**Document segment:**
'''
With loan repayment nearing completion, the government is ready to end the compensation cess and replace it with a permanent excise duty and manufacturing cess to keep overall tax incidence high on tobacco and pan masala.
What tax levels may look like
Under proposals shared in media, the excise duty on unmanufactured tobacco and certain tobacco waste may be as high as seventy percent.
For cigarette packs the government may specify a fixed duty amount per thousand sticks depending on length and type. For pan masala manufacturing units the new cess could be computed on the basis of the number of machines or the rate of production output.
Government’s rationale and expected benefits
The government argues that these measures are needed to “protect the tax incidence” on what are known as sin goods, once the temporary compensation cess framework ends. The revenue from new levies will go to Consolidated Fund of India and can be used for public health and national security expenditure.
Additionally, by keeping tax burden high, the move may continue to deter consumption of harmful products such as tobacco and pan masala.
Possible impact on consumers and industry
For consumers, the shift means that prices of cigarettes, gutkha, pan masala and other tobacco related items are unlikely to fall and may even rise once the new levies kick in.
For manufacturers and distributors the transition will entail compliance with new excise provisions or cess calculations based on manufacturing apparatus. This could raise costs and affect margins, especially for small players.
Some major tobacco companies have already seen their stock prices react to the news, reflecting uncertainty about future demand and cost burden.
However critics caution that overly heavy taxation may push consumption into unregulated markets for illicit or counterfeit products undermining both public health goals and tax revenue hopes.
What is next
The bills are scheduled to be tabled in the Lok Sabha at the start of the ongoing winter session. If approved, the new taxation regime could take effect soon after parliamentary passage and administrative notification.
Observers say the coming days will be crucial in shaping the future of sin goods taxation in India.
'''
**Objective 1:** From the text on tobacco and pan masala taxes, extract the stretch from "Additionally, by keeping" through "levies kick in.".
**Objective 2:** According to the text on tobacco and pan masala taxes, which fund will receive the revenue from the new levies?

**Extracted records:**
'''
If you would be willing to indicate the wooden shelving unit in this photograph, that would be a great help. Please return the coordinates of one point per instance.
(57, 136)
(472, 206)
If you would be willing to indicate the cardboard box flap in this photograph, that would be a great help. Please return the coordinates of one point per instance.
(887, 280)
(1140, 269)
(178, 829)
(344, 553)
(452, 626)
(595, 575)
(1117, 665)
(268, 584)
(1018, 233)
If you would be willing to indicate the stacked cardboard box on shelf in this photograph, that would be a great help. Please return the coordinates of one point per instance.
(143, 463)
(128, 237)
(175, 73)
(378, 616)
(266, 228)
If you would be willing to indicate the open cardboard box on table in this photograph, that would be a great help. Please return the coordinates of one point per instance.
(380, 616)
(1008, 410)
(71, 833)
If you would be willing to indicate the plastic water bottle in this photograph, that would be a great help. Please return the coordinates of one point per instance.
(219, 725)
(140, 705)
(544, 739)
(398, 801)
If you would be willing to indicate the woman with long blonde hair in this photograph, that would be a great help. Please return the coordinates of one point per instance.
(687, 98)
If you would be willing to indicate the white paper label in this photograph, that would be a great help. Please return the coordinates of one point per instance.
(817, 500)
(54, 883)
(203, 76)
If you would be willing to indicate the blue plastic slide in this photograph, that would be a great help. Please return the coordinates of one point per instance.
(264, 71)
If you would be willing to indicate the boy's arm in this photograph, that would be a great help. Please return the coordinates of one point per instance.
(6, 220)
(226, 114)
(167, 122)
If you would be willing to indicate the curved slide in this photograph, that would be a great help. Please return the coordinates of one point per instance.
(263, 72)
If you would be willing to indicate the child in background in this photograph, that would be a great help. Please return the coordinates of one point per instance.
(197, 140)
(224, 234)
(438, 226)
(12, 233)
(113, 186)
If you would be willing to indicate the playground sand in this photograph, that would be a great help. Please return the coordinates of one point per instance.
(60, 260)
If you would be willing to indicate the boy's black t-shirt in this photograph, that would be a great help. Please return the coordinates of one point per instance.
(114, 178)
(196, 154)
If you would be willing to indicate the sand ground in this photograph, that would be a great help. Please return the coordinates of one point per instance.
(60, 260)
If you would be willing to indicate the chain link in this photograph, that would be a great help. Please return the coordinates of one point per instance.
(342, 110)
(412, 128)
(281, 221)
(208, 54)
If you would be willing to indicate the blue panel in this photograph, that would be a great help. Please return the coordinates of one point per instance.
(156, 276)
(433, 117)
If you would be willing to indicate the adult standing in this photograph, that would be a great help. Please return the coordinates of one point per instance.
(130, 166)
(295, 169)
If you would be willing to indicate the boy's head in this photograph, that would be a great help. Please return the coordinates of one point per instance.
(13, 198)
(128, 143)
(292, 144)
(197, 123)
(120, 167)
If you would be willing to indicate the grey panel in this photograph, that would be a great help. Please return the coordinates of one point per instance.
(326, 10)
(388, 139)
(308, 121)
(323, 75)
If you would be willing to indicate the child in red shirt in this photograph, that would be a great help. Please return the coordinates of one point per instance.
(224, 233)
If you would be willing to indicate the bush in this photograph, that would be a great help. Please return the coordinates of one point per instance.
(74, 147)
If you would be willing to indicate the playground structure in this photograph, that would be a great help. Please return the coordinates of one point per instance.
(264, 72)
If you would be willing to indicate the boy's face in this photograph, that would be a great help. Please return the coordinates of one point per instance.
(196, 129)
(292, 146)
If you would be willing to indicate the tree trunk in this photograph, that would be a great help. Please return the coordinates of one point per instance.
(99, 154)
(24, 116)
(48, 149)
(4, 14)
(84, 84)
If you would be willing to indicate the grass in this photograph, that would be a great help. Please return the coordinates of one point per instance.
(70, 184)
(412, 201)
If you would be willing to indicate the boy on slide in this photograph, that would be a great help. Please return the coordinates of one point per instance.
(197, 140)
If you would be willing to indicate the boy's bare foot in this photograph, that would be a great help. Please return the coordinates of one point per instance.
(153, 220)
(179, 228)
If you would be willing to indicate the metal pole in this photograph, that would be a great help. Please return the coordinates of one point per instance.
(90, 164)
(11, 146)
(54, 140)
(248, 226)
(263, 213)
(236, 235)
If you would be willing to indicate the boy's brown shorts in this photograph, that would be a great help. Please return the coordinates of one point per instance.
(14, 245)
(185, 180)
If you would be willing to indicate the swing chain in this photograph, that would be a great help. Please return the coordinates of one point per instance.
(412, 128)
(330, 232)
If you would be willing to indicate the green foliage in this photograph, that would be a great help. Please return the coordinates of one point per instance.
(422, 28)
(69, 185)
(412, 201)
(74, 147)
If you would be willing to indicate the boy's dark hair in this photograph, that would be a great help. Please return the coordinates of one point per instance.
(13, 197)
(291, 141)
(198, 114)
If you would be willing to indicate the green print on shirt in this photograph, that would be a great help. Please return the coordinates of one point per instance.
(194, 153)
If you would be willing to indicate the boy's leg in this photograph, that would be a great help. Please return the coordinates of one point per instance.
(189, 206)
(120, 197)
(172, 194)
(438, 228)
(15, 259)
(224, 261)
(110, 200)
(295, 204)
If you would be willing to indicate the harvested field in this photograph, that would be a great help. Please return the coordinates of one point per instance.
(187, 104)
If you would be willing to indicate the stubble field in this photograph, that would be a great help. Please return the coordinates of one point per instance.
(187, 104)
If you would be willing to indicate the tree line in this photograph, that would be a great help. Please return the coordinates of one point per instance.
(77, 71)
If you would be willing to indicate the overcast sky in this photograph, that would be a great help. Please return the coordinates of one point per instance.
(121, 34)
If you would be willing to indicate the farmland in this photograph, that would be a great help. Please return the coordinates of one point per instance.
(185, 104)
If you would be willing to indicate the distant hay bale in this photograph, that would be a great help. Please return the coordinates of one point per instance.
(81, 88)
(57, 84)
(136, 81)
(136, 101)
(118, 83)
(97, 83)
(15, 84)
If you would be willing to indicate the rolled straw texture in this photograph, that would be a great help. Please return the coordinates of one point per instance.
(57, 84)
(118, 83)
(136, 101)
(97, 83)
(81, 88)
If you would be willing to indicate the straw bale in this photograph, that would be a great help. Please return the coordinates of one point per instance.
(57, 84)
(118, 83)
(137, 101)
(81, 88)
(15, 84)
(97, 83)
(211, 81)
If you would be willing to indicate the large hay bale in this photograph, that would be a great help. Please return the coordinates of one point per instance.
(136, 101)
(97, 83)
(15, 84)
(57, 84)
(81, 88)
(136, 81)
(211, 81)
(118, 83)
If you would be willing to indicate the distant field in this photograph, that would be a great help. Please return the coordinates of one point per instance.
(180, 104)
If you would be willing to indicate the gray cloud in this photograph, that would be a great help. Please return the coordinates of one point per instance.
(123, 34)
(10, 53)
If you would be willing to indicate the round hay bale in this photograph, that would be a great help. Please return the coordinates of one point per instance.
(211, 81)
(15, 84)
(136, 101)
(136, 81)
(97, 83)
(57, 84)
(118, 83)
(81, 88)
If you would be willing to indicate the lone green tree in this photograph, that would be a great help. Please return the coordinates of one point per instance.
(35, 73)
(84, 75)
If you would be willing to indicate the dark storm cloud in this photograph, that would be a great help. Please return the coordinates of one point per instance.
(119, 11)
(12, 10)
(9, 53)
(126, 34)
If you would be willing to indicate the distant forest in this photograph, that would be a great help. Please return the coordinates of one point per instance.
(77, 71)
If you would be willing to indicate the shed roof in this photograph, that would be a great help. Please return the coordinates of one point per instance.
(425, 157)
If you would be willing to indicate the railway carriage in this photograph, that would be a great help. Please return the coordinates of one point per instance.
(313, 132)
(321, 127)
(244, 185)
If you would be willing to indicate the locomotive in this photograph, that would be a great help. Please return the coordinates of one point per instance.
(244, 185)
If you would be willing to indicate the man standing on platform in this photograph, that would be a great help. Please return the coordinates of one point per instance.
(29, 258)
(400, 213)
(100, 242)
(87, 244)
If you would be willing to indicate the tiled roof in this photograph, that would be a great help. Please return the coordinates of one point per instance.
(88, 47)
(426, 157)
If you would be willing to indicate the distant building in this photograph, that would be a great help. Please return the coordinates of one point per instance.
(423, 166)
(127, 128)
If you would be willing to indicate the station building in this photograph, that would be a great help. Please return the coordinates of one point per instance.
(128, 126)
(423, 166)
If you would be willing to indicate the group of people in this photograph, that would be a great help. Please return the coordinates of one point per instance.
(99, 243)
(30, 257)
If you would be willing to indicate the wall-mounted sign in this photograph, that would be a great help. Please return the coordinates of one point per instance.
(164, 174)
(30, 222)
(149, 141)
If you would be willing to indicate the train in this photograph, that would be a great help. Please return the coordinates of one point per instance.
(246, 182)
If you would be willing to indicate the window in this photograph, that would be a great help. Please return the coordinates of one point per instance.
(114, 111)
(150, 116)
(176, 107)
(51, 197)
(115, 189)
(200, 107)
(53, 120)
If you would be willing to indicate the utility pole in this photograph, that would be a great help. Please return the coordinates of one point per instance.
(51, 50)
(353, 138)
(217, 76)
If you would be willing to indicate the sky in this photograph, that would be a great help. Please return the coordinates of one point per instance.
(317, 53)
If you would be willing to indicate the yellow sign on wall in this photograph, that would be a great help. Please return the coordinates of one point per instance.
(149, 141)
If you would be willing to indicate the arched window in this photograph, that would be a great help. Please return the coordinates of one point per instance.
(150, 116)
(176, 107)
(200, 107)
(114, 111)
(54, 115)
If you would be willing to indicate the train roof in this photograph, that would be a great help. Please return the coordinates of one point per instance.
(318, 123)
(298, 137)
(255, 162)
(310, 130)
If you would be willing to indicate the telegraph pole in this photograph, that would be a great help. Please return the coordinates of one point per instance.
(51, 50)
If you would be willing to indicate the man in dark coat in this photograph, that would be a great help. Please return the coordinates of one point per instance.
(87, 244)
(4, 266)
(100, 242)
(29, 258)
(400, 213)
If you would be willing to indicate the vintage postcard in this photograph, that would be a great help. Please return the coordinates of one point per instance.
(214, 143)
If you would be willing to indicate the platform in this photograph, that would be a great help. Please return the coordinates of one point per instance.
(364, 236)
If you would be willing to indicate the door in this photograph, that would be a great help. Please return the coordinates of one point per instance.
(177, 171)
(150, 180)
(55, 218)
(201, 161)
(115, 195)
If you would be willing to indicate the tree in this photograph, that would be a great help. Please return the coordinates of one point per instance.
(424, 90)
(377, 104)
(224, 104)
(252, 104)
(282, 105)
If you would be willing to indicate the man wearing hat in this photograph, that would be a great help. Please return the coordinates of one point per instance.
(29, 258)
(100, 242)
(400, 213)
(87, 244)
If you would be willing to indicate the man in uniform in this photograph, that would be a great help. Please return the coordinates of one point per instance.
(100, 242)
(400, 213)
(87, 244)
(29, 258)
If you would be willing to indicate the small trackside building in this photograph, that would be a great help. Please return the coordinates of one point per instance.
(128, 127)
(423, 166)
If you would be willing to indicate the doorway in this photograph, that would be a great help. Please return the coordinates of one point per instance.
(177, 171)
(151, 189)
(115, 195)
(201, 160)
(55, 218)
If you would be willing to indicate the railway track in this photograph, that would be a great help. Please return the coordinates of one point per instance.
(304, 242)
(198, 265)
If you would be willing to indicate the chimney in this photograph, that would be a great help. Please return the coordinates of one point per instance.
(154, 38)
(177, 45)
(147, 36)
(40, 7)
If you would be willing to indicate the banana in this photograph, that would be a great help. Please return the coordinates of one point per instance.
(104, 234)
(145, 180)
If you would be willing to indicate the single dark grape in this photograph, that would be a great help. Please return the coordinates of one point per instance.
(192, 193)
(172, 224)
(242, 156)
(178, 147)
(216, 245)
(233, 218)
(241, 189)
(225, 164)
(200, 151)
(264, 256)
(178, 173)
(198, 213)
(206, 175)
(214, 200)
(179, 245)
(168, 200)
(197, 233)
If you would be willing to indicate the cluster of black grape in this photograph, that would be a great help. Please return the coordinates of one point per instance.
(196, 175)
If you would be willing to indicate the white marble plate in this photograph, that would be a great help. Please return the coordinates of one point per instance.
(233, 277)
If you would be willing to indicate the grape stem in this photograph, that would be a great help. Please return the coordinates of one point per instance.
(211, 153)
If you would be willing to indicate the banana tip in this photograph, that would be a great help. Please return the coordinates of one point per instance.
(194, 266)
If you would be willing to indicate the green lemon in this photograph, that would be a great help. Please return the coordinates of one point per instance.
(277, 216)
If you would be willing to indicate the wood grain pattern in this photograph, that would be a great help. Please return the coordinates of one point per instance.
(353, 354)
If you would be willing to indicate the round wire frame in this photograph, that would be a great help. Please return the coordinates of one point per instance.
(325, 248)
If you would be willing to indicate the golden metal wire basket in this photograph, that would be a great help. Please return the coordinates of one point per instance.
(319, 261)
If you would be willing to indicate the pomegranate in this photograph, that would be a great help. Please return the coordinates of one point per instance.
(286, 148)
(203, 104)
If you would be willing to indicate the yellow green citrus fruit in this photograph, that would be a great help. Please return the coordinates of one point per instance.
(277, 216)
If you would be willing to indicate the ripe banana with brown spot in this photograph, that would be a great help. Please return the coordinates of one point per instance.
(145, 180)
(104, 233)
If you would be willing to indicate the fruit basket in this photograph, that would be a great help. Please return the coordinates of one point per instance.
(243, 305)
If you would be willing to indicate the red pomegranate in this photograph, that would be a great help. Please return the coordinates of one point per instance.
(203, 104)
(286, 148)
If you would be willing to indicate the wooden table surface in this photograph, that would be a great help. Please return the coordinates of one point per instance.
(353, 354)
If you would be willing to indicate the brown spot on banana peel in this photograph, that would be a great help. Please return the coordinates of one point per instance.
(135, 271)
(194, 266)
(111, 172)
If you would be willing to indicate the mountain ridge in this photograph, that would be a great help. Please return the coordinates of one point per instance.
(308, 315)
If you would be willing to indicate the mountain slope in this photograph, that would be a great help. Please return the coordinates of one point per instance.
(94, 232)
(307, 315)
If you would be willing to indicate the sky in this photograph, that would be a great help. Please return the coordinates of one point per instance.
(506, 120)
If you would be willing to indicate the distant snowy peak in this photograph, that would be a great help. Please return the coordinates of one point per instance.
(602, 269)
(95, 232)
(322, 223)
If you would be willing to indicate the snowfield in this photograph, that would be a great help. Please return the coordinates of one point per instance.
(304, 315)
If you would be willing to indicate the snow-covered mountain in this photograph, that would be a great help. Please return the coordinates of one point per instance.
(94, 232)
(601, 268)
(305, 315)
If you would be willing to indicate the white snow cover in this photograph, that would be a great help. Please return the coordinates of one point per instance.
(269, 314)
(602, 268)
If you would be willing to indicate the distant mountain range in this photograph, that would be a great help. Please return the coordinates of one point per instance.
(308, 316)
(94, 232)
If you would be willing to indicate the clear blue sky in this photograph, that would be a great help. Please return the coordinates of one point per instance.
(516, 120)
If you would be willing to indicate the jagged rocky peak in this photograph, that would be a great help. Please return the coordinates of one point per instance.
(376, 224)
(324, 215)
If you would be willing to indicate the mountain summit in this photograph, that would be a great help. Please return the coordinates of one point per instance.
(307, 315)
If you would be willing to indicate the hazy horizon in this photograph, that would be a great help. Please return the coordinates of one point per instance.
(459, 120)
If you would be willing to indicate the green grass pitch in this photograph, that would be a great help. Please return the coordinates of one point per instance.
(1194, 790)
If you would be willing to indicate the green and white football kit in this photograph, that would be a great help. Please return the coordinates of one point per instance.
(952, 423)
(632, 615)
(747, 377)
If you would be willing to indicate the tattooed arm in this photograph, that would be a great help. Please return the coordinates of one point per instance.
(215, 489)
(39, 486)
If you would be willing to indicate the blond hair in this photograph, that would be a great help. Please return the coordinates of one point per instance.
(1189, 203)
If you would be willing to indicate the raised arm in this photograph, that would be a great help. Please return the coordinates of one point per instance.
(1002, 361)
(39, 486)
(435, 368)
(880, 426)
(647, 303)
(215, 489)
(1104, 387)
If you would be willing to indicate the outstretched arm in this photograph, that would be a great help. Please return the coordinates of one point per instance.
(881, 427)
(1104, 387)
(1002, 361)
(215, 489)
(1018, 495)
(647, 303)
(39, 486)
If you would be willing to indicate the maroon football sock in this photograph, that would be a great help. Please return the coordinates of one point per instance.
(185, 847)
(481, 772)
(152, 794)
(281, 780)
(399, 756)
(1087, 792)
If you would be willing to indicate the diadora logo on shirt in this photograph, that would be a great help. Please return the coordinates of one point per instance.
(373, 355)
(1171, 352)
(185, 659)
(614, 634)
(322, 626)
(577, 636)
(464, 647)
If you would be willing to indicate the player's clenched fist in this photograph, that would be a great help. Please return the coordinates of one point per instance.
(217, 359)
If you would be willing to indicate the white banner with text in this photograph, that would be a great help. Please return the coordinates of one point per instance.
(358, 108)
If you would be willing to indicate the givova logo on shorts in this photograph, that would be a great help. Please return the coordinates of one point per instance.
'''
**Task solution 1:**
Additionally, by keeping tax burden high, the move may continue to deter consumption of harmful products such as tobacco and pan masala.
Possible impact on consumers and industry
For consumers, the shift means that prices of cigarettes, gutkha, pan masala and other tobacco related items are unlikely to fall and may even rise once the new levies kick in.

**Task solution 2:** The Consolidated Fund of India.